▸ **EXERCISE PROMPT**
Copy the items from the very beginning through the line that contains "607 85 L 640", with both ends included. Omit the picture from your copy.

Raw records:

# # # # # # #

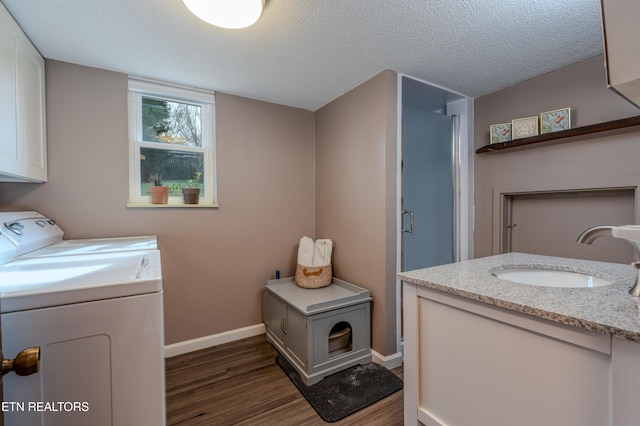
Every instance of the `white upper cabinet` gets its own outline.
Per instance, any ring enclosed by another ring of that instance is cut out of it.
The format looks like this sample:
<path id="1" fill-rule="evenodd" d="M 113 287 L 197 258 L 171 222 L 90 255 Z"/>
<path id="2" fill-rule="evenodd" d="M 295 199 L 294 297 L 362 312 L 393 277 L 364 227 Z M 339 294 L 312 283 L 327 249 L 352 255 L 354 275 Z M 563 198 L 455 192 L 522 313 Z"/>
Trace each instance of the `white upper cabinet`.
<path id="1" fill-rule="evenodd" d="M 44 60 L 0 5 L 0 181 L 46 182 Z"/>
<path id="2" fill-rule="evenodd" d="M 607 85 L 640 106 L 640 2 L 601 0 Z"/>

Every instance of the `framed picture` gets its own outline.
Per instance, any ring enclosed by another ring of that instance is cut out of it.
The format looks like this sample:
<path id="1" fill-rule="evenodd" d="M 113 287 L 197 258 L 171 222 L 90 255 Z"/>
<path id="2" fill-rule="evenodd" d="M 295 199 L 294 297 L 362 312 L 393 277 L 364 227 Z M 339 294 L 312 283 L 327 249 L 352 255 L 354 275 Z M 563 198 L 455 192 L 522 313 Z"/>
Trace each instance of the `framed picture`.
<path id="1" fill-rule="evenodd" d="M 540 114 L 540 133 L 559 132 L 571 128 L 571 108 L 556 109 Z"/>
<path id="2" fill-rule="evenodd" d="M 489 126 L 491 143 L 507 142 L 511 140 L 511 123 L 493 124 Z"/>
<path id="3" fill-rule="evenodd" d="M 511 121 L 513 139 L 528 138 L 538 134 L 538 117 L 517 118 Z"/>

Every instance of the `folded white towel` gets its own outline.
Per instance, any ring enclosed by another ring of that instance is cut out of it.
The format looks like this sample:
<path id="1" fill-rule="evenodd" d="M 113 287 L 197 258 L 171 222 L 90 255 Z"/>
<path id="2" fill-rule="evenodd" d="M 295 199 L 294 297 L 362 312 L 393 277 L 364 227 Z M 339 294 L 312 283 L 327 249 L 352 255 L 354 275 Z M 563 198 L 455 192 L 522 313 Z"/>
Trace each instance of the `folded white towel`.
<path id="1" fill-rule="evenodd" d="M 313 252 L 315 243 L 309 237 L 300 238 L 298 247 L 298 264 L 302 266 L 313 266 Z"/>
<path id="2" fill-rule="evenodd" d="M 309 237 L 300 238 L 298 264 L 302 266 L 325 266 L 331 264 L 333 242 L 322 239 L 316 242 Z"/>
<path id="3" fill-rule="evenodd" d="M 332 250 L 333 242 L 331 240 L 317 240 L 315 244 L 315 250 L 313 251 L 313 265 L 311 266 L 330 265 Z"/>

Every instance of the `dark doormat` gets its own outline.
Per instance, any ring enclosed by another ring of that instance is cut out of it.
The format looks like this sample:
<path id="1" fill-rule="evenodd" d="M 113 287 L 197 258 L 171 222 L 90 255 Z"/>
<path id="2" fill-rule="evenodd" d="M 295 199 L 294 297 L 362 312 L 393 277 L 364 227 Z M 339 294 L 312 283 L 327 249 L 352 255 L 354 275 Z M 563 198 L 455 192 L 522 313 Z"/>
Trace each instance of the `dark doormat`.
<path id="1" fill-rule="evenodd" d="M 385 367 L 356 365 L 307 386 L 282 356 L 276 363 L 325 422 L 336 422 L 402 389 L 402 380 Z"/>

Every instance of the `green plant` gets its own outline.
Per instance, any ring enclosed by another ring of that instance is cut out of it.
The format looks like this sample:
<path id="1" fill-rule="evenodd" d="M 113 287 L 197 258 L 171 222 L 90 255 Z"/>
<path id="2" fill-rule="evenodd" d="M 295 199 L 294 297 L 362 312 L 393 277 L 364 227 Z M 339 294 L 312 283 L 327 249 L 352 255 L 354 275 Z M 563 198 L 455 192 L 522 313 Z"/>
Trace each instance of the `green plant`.
<path id="1" fill-rule="evenodd" d="M 153 186 L 162 186 L 162 175 L 160 173 L 152 173 L 149 175 L 148 181 L 151 182 Z"/>
<path id="2" fill-rule="evenodd" d="M 200 188 L 201 183 L 202 183 L 202 172 L 201 171 L 197 171 L 196 175 L 193 177 L 193 179 L 189 179 L 184 187 L 185 188 Z"/>

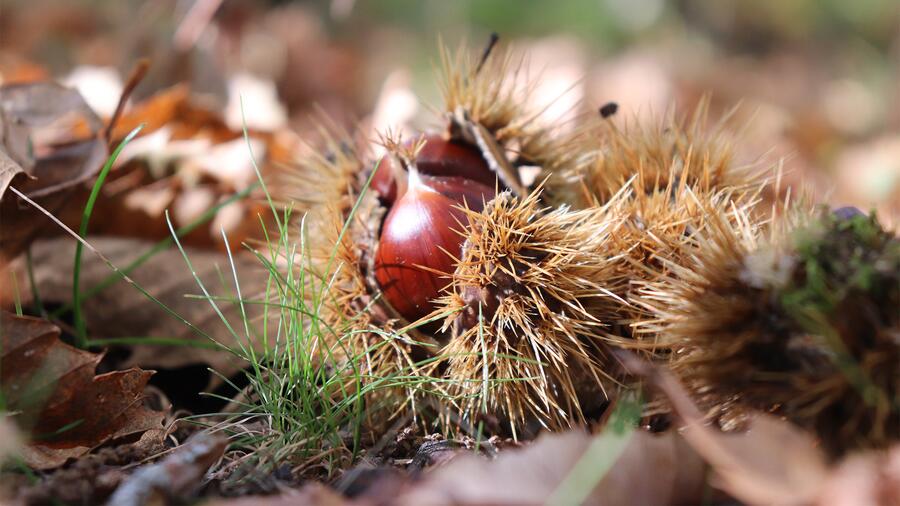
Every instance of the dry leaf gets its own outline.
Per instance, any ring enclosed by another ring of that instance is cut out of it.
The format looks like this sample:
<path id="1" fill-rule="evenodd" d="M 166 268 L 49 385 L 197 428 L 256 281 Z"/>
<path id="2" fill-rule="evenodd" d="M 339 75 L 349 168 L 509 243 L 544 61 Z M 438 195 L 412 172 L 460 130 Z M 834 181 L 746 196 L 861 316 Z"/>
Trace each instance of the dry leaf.
<path id="1" fill-rule="evenodd" d="M 120 268 L 129 265 L 153 247 L 153 243 L 134 239 L 89 237 L 88 241 Z M 35 280 L 38 293 L 45 304 L 65 304 L 71 301 L 70 266 L 74 247 L 74 242 L 66 238 L 42 240 L 33 245 Z M 228 257 L 222 253 L 192 248 L 185 251 L 197 275 L 210 292 L 224 295 L 219 273 L 224 274 L 224 279 L 232 279 Z M 235 269 L 241 281 L 242 294 L 245 298 L 258 299 L 265 283 L 261 264 L 249 255 L 234 253 Z M 85 290 L 97 285 L 110 274 L 112 272 L 109 267 L 95 255 L 86 255 L 82 259 L 81 286 Z M 201 291 L 191 277 L 181 253 L 174 247 L 154 255 L 129 276 L 197 328 L 214 336 L 226 346 L 237 346 L 233 336 L 210 307 L 209 302 L 186 297 L 188 294 L 200 294 Z M 229 293 L 234 293 L 233 287 L 229 290 Z M 232 325 L 243 329 L 243 325 L 237 324 L 240 321 L 239 309 L 228 302 L 220 302 L 219 305 Z M 95 339 L 156 336 L 212 344 L 206 337 L 192 331 L 124 282 L 117 282 L 94 297 L 85 299 L 82 307 L 90 334 Z M 262 325 L 262 320 L 258 317 L 263 306 L 250 305 L 246 309 L 250 315 L 251 329 L 258 329 Z M 246 366 L 230 353 L 217 349 L 139 345 L 131 346 L 129 349 L 131 355 L 119 364 L 120 367 L 175 369 L 203 364 L 225 376 L 231 376 Z"/>
<path id="2" fill-rule="evenodd" d="M 315 504 L 318 506 L 349 506 L 370 504 L 345 499 L 343 496 L 321 483 L 308 483 L 300 489 L 290 490 L 274 496 L 247 496 L 237 499 L 213 499 L 203 506 L 297 506 Z"/>
<path id="3" fill-rule="evenodd" d="M 6 407 L 28 430 L 25 462 L 48 469 L 109 440 L 160 428 L 164 413 L 143 405 L 150 371 L 99 376 L 102 358 L 59 340 L 47 321 L 0 313 L 0 379 Z"/>
<path id="4" fill-rule="evenodd" d="M 464 455 L 435 469 L 398 504 L 545 504 L 576 468 L 593 438 L 544 434 L 494 461 Z M 584 504 L 692 504 L 703 498 L 704 464 L 674 432 L 635 431 Z"/>
<path id="5" fill-rule="evenodd" d="M 0 109 L 5 123 L 25 129 L 29 153 L 35 158 L 34 167 L 27 171 L 32 179 L 17 183 L 16 189 L 51 213 L 60 209 L 72 189 L 93 178 L 103 166 L 108 153 L 100 138 L 103 122 L 77 91 L 49 82 L 2 86 Z M 0 198 L 16 173 L 15 167 L 0 161 Z M 20 206 L 18 199 L 10 196 L 2 198 L 0 221 L 16 225 L 0 229 L 0 255 L 9 258 L 22 252 L 49 223 L 38 210 Z"/>

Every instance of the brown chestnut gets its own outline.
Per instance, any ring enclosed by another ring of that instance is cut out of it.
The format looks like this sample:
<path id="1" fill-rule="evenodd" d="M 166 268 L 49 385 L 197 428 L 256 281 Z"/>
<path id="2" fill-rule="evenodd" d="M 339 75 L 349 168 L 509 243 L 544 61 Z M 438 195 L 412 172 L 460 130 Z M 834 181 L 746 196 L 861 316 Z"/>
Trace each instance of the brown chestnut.
<path id="1" fill-rule="evenodd" d="M 467 224 L 458 206 L 481 211 L 494 187 L 461 177 L 409 171 L 409 184 L 388 212 L 375 254 L 375 279 L 385 299 L 408 321 L 434 309 L 449 284 Z"/>
<path id="2" fill-rule="evenodd" d="M 397 200 L 397 183 L 394 157 L 381 158 L 371 188 L 378 193 L 382 203 L 391 206 Z M 491 171 L 478 148 L 464 142 L 444 139 L 440 135 L 425 136 L 425 144 L 415 159 L 419 172 L 425 176 L 460 177 L 477 181 L 494 188 L 496 176 Z"/>

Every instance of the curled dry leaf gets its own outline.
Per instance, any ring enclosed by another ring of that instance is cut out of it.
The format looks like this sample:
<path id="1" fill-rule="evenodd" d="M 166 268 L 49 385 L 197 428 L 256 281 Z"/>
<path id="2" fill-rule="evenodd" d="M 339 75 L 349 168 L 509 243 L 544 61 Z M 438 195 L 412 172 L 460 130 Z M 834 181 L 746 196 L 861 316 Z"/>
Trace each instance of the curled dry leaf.
<path id="1" fill-rule="evenodd" d="M 16 224 L 0 229 L 0 255 L 12 258 L 49 222 L 36 209 L 4 195 L 20 172 L 9 161 L 21 159 L 23 149 L 33 154 L 33 168 L 26 171 L 19 165 L 31 179 L 17 183 L 16 189 L 55 213 L 72 189 L 97 174 L 108 150 L 100 135 L 103 122 L 75 90 L 50 82 L 2 86 L 0 110 L 4 125 L 24 130 L 16 133 L 17 140 L 4 140 L 7 156 L 0 157 L 0 220 Z"/>
<path id="2" fill-rule="evenodd" d="M 0 313 L 0 390 L 16 424 L 31 434 L 25 462 L 49 469 L 107 441 L 162 427 L 143 404 L 151 371 L 94 375 L 102 355 L 59 340 L 59 328 Z"/>

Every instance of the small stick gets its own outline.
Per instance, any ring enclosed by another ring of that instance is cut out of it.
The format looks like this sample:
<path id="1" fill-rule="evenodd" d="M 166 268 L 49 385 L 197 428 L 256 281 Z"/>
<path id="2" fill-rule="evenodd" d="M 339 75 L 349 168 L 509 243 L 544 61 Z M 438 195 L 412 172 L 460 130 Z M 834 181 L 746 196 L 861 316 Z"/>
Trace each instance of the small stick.
<path id="1" fill-rule="evenodd" d="M 478 66 L 475 67 L 475 74 L 477 75 L 481 72 L 481 67 L 487 62 L 487 59 L 491 56 L 491 53 L 494 51 L 494 46 L 497 45 L 497 41 L 500 40 L 500 35 L 497 32 L 491 32 L 491 38 L 488 39 L 488 44 L 484 48 L 484 52 L 481 53 L 481 60 L 478 62 Z"/>
<path id="2" fill-rule="evenodd" d="M 134 89 L 137 88 L 137 85 L 144 79 L 144 76 L 147 75 L 147 70 L 149 69 L 150 60 L 147 58 L 138 60 L 134 68 L 131 69 L 128 80 L 125 81 L 125 87 L 122 88 L 122 95 L 119 96 L 119 103 L 116 104 L 116 111 L 113 113 L 112 117 L 109 118 L 109 123 L 106 125 L 106 130 L 103 132 L 103 139 L 106 140 L 108 151 L 113 150 L 112 131 L 115 129 L 116 123 L 119 122 L 119 118 L 122 117 L 122 112 L 125 110 L 125 104 L 128 103 L 128 98 L 134 92 Z"/>

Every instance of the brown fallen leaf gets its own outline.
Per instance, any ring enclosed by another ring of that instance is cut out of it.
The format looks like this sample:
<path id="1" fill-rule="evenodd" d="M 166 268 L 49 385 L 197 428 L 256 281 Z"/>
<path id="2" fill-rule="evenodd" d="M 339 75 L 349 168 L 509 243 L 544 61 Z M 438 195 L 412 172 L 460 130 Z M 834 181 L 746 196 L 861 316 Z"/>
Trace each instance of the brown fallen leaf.
<path id="1" fill-rule="evenodd" d="M 45 320 L 0 313 L 0 390 L 31 443 L 25 462 L 49 469 L 107 441 L 162 427 L 163 412 L 143 405 L 153 374 L 137 368 L 98 376 L 102 355 L 59 340 Z"/>
<path id="2" fill-rule="evenodd" d="M 825 454 L 815 439 L 789 422 L 758 413 L 746 430 L 724 433 L 704 422 L 689 394 L 668 371 L 620 354 L 634 374 L 662 391 L 682 425 L 681 433 L 713 468 L 717 485 L 748 504 L 809 504 L 828 477 Z"/>
<path id="3" fill-rule="evenodd" d="M 26 145 L 35 158 L 28 171 L 32 178 L 18 178 L 16 189 L 57 212 L 71 191 L 103 166 L 108 154 L 101 138 L 103 122 L 77 91 L 51 82 L 0 86 L 0 109 L 5 123 L 27 132 Z M 18 172 L 0 161 L 0 221 L 16 225 L 0 229 L 0 256 L 8 258 L 21 253 L 49 223 L 36 209 L 5 195 Z"/>
<path id="4" fill-rule="evenodd" d="M 225 452 L 228 439 L 199 432 L 162 461 L 142 467 L 116 489 L 109 506 L 142 506 L 161 498 L 180 501 L 202 484 L 206 471 Z"/>
<path id="5" fill-rule="evenodd" d="M 0 107 L 0 198 L 14 177 L 30 176 L 34 167 L 28 130 L 8 116 Z"/>
<path id="6" fill-rule="evenodd" d="M 349 506 L 372 504 L 365 501 L 351 501 L 321 483 L 308 483 L 297 490 L 290 490 L 274 496 L 247 496 L 237 499 L 212 499 L 203 506 L 297 506 L 315 504 L 318 506 Z"/>

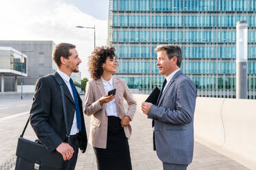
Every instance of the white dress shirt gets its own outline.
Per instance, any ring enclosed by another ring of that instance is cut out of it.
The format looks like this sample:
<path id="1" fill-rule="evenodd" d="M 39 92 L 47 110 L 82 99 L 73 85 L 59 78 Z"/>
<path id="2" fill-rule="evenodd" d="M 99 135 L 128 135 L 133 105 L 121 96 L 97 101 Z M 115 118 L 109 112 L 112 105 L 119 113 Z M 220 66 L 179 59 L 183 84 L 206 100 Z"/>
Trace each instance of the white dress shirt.
<path id="1" fill-rule="evenodd" d="M 57 73 L 61 75 L 61 78 L 65 82 L 68 89 L 70 90 L 70 94 L 72 96 L 73 99 L 74 99 L 73 91 L 72 91 L 72 88 L 71 88 L 70 83 L 70 77 L 69 77 L 67 75 L 66 75 L 65 73 L 60 71 L 59 69 L 57 69 Z M 79 132 L 79 129 L 77 127 L 76 114 L 75 111 L 74 115 L 73 124 L 72 124 L 72 126 L 71 127 L 70 135 L 74 135 L 78 132 Z"/>
<path id="2" fill-rule="evenodd" d="M 164 93 L 164 91 L 165 90 L 165 89 L 167 88 L 167 86 L 168 85 L 168 84 L 171 82 L 171 78 L 173 77 L 173 75 L 179 71 L 180 70 L 180 69 L 178 69 L 177 70 L 174 71 L 173 73 L 171 73 L 171 74 L 169 74 L 167 77 L 165 77 L 165 79 L 167 80 L 167 84 L 165 84 L 164 86 L 164 90 L 162 90 L 162 93 Z M 152 127 L 152 130 L 153 131 L 154 131 L 155 127 Z"/>
<path id="3" fill-rule="evenodd" d="M 171 82 L 171 80 L 172 79 L 172 77 L 173 77 L 173 75 L 179 71 L 180 70 L 180 69 L 178 69 L 177 70 L 174 71 L 173 73 L 171 73 L 171 74 L 169 74 L 167 77 L 165 77 L 165 79 L 167 80 L 167 84 L 165 84 L 165 86 L 164 88 L 164 90 L 162 91 L 162 93 L 164 93 L 164 91 L 165 90 L 165 89 L 167 88 L 167 86 L 168 85 L 168 84 Z"/>
<path id="4" fill-rule="evenodd" d="M 105 94 L 107 95 L 108 92 L 114 88 L 113 85 L 113 77 L 111 77 L 109 81 L 105 81 L 102 77 L 101 80 L 103 81 L 104 88 L 105 88 Z M 107 106 L 107 116 L 114 116 L 118 117 L 118 113 L 116 110 L 116 99 L 110 101 L 109 102 L 106 104 Z"/>

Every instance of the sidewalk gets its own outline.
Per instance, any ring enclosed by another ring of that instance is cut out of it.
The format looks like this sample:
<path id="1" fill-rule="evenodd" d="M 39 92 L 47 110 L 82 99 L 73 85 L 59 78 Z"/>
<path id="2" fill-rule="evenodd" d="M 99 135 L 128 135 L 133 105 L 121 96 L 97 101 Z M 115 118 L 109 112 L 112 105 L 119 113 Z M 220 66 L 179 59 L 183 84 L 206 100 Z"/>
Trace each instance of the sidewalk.
<path id="1" fill-rule="evenodd" d="M 28 118 L 28 114 L 0 119 L 0 170 L 14 169 L 17 143 Z M 85 116 L 87 130 L 89 130 L 89 117 Z M 152 146 L 151 121 L 137 111 L 131 122 L 133 134 L 129 142 L 133 170 L 161 170 L 159 160 Z M 34 140 L 36 136 L 30 125 L 24 137 Z M 12 156 L 12 159 L 11 159 Z M 4 166 L 3 166 L 4 164 Z M 95 155 L 90 145 L 85 154 L 79 153 L 76 170 L 96 170 Z M 248 170 L 238 164 L 199 143 L 195 143 L 194 157 L 188 170 Z M 122 169 L 120 169 L 122 170 Z"/>

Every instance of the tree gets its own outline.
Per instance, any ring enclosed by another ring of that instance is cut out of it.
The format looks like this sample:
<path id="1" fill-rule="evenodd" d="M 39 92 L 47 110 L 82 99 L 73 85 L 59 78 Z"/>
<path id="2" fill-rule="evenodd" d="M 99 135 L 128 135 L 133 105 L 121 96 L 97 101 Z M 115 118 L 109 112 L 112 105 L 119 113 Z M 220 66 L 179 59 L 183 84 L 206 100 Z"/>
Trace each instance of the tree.
<path id="1" fill-rule="evenodd" d="M 88 82 L 88 79 L 86 77 L 83 78 L 81 81 L 81 90 L 83 92 L 85 92 L 85 87 L 86 87 L 86 84 L 87 83 L 87 82 Z"/>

# # # # # # #

▸ **TASK OUTPUT**
Every instance of the `white upper cabinet` gets its own outline.
Per instance, any ring enclosed by another ring of that instance is cut out of it.
The format looks like this sample:
<path id="1" fill-rule="evenodd" d="M 113 287 L 197 258 L 171 222 L 90 255 Z"/>
<path id="2" fill-rule="evenodd" d="M 295 199 L 294 297 L 362 312 L 393 277 L 364 227 Z M 339 294 L 312 283 L 327 249 L 352 255 L 354 275 Z M 563 198 L 455 192 L 522 313 Z"/>
Trace each instance of the `white upper cabinet`.
<path id="1" fill-rule="evenodd" d="M 44 60 L 0 5 L 0 181 L 46 182 Z"/>
<path id="2" fill-rule="evenodd" d="M 607 85 L 640 106 L 640 2 L 601 0 Z"/>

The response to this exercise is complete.